Task requirements: Express each non-blank line of the data as a row in a Markdown table with two columns, Row and Line.

>> BEGIN Records provided

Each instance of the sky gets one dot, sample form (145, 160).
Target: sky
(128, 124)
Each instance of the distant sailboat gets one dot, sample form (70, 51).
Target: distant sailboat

>> END Records provided

Result:
| Row | Line |
|---|---|
| 1 | Each instance of the sky gets one dot, sample form (145, 160). |
| 2 | Target: sky |
| 3 | (128, 124) |
| 4 | Each instance of the distant sailboat gets one dot, sample form (70, 51). |
| 5 | Target: distant sailboat |